## Requirement
In the data, change "on screen" to "in view" throughout the stretch from the line containing "Can you find the white wall" through the line containing "[287,81,487,314]". Leave everything else as is and return only those lines.

## Information provided
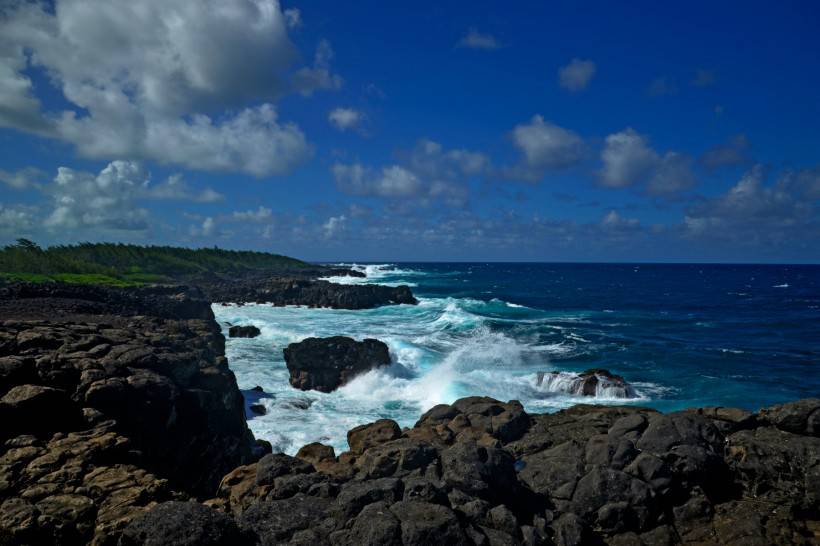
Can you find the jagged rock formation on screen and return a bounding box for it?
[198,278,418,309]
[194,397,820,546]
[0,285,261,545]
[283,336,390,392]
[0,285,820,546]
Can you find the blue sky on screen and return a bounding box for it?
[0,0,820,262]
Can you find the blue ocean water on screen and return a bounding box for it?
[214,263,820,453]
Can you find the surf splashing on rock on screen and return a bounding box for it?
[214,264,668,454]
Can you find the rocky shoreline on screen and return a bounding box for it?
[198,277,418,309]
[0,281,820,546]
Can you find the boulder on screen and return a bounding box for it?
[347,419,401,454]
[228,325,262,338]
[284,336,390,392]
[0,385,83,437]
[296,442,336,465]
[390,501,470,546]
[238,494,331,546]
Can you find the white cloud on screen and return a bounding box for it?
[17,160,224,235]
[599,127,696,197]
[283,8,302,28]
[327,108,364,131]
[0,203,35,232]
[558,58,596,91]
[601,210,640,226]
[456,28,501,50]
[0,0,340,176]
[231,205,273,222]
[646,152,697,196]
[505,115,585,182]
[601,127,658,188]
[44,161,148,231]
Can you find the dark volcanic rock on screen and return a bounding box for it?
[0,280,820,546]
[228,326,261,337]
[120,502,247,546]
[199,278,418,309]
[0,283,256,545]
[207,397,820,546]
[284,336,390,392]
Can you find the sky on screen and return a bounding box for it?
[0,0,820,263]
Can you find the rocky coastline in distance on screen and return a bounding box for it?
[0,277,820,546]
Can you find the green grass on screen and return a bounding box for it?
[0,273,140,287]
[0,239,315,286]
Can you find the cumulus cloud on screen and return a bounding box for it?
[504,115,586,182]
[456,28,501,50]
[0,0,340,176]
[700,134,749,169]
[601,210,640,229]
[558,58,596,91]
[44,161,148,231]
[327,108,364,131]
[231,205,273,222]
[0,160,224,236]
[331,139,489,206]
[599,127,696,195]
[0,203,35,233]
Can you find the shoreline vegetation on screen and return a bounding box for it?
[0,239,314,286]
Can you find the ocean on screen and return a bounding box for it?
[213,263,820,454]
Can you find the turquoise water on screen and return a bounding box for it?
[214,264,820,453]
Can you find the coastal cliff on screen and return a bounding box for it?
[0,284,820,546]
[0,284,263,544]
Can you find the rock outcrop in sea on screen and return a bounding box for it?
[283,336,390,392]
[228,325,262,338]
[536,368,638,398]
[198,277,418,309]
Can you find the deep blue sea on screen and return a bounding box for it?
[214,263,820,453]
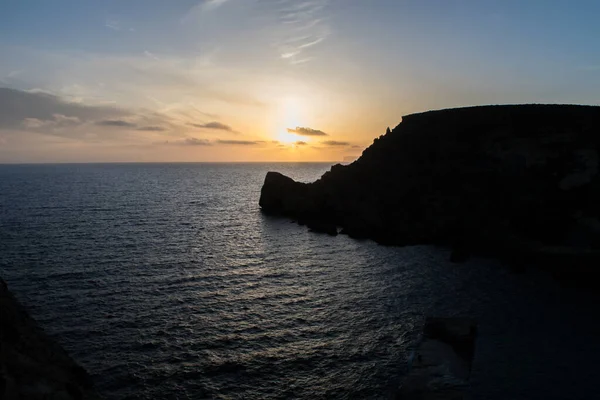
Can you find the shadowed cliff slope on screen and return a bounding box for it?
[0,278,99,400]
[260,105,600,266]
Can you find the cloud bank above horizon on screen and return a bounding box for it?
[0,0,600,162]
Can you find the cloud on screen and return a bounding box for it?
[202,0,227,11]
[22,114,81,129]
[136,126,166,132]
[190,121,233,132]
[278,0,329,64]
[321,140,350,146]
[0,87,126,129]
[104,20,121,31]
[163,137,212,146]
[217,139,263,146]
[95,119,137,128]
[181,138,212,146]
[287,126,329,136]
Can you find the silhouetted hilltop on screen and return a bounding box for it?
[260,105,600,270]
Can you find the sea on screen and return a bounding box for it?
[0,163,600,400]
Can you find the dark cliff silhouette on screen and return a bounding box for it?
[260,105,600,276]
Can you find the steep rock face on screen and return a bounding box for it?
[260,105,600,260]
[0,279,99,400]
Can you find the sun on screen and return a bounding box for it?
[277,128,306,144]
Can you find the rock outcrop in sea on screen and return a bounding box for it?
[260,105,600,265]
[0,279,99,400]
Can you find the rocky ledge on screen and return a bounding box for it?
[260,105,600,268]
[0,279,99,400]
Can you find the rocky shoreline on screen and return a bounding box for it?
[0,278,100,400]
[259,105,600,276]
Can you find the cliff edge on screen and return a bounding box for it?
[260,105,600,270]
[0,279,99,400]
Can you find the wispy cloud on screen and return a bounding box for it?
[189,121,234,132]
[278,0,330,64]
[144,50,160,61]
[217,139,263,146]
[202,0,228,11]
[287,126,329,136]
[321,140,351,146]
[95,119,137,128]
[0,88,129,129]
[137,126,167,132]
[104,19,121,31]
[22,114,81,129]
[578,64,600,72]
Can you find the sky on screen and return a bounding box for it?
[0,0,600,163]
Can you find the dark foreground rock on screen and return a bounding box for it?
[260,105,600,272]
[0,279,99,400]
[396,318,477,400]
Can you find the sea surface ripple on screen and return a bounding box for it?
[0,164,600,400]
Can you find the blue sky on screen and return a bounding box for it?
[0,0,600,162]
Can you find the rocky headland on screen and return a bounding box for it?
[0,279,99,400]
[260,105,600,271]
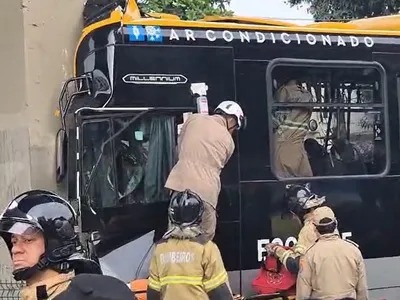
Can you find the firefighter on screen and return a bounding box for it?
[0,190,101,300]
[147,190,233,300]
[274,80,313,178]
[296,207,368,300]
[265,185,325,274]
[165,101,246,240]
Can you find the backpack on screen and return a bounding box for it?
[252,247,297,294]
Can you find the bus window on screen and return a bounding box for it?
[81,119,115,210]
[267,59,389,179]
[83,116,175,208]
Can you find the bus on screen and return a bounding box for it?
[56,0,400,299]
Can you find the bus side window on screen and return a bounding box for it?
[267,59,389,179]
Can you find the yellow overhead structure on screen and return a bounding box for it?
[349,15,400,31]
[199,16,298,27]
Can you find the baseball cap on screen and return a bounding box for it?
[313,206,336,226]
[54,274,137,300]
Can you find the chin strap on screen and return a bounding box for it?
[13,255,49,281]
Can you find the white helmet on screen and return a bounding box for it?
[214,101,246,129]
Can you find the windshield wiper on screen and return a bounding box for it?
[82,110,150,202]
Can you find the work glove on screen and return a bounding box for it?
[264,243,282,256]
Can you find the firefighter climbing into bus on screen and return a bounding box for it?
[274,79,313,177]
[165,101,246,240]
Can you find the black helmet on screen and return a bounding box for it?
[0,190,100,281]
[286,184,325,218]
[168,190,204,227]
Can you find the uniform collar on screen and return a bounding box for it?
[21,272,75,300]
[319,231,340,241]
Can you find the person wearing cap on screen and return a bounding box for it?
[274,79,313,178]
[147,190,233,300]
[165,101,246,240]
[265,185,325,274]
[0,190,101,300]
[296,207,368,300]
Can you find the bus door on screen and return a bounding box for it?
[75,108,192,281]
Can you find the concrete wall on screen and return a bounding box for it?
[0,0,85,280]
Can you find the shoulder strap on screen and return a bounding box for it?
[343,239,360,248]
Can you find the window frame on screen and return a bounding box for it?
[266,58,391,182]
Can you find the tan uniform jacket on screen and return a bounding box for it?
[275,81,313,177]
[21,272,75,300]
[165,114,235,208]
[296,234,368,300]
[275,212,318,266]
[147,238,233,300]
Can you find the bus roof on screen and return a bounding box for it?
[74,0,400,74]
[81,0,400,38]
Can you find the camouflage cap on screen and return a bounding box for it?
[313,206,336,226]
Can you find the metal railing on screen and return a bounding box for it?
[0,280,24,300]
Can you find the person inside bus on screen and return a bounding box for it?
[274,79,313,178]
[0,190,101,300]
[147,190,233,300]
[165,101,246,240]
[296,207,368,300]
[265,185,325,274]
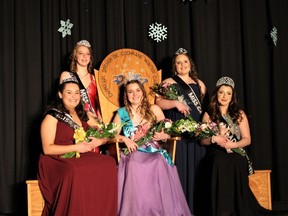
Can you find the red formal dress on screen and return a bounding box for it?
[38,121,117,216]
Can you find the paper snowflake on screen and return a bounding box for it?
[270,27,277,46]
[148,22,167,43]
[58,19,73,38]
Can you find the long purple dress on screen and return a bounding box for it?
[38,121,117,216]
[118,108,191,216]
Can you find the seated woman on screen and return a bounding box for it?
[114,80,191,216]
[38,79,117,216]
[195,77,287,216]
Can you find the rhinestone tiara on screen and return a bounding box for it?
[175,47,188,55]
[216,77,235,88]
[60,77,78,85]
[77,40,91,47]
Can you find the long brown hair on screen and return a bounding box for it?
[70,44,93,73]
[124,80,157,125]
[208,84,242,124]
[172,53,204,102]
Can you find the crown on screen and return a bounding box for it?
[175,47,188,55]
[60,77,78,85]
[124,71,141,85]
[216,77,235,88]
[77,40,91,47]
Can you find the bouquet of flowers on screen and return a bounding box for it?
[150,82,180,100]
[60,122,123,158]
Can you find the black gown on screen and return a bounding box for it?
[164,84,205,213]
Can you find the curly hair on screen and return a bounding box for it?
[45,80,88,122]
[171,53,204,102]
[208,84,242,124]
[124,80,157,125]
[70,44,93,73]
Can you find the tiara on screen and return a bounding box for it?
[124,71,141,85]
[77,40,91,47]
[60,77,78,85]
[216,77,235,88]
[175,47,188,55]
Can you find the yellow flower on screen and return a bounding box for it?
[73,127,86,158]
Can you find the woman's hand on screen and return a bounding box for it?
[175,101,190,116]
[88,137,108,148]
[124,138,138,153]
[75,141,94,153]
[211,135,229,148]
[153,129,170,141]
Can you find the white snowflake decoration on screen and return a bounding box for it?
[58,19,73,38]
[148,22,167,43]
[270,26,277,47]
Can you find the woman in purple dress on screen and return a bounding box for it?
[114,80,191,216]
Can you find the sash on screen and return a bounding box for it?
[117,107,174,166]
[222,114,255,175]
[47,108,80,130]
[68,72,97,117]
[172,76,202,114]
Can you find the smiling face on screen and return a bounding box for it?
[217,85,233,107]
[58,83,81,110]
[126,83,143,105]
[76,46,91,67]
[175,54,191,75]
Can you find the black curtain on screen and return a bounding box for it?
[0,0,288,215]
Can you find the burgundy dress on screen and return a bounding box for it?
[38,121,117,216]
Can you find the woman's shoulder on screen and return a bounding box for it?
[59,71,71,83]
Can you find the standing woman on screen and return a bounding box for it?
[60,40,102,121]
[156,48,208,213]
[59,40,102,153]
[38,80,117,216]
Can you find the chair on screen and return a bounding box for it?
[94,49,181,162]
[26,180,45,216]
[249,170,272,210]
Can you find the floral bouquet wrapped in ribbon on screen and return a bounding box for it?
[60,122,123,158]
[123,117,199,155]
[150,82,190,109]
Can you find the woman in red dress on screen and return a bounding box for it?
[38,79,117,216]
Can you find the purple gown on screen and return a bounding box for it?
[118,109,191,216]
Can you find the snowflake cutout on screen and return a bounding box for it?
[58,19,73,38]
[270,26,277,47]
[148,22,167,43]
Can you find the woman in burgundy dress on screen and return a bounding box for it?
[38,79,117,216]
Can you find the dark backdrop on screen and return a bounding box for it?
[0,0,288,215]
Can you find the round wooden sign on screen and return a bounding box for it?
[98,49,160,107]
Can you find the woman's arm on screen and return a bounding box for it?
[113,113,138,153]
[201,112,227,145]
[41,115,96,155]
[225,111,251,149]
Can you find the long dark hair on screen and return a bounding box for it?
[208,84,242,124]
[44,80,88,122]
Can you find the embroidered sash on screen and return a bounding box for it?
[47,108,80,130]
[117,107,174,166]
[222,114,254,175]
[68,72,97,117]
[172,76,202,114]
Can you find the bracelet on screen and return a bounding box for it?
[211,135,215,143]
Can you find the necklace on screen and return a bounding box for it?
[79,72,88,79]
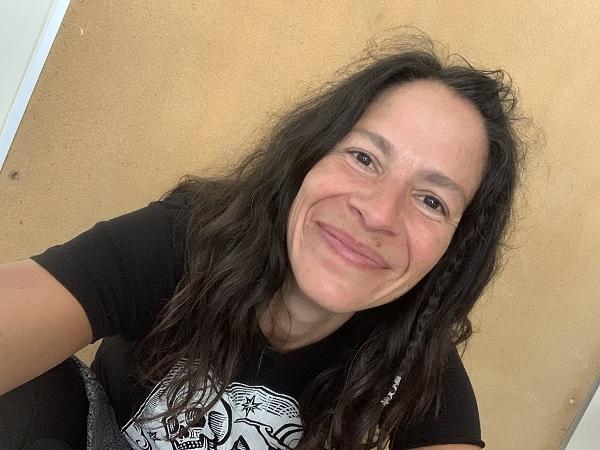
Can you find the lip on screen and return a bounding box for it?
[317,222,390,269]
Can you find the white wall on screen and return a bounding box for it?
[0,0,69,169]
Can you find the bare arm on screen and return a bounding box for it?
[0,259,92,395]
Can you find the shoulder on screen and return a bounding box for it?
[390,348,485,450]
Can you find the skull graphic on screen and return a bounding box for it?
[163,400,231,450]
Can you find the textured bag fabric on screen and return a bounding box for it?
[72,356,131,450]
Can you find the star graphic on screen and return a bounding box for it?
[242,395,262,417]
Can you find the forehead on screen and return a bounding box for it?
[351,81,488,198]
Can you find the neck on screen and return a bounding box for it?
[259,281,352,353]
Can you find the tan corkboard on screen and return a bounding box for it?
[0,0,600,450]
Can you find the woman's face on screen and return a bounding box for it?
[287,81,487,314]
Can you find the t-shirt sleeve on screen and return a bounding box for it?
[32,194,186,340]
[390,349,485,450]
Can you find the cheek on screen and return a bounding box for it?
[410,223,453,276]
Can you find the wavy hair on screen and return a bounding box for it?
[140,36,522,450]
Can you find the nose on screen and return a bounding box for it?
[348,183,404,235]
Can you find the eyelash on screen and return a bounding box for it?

## Solved exercise
Can you find the white wall in view and return a bounding box for it?
[0,0,69,169]
Can you find the bare arm in view and return a bounding box for it?
[0,259,92,395]
Can you find the shoulder in view and return a bounding box for it?
[390,348,485,450]
Can you find the skull graphic in view and return a bounding box for it?
[163,400,231,450]
Can you find the textured bag fabric in view and return a bounding box for it?
[72,356,131,450]
Can you find the star graphic in view and return a bounding box for it?
[242,395,262,417]
Can you find the forehead in view and return a bounding box for it?
[351,81,488,198]
Can you find the neck in view and return a bounding box for it?
[259,281,352,353]
Can you find the tan corkboard in view and return a bounding box for it?
[0,0,600,450]
Can you find the woman's face in view and return a bounding box for it?
[287,81,487,314]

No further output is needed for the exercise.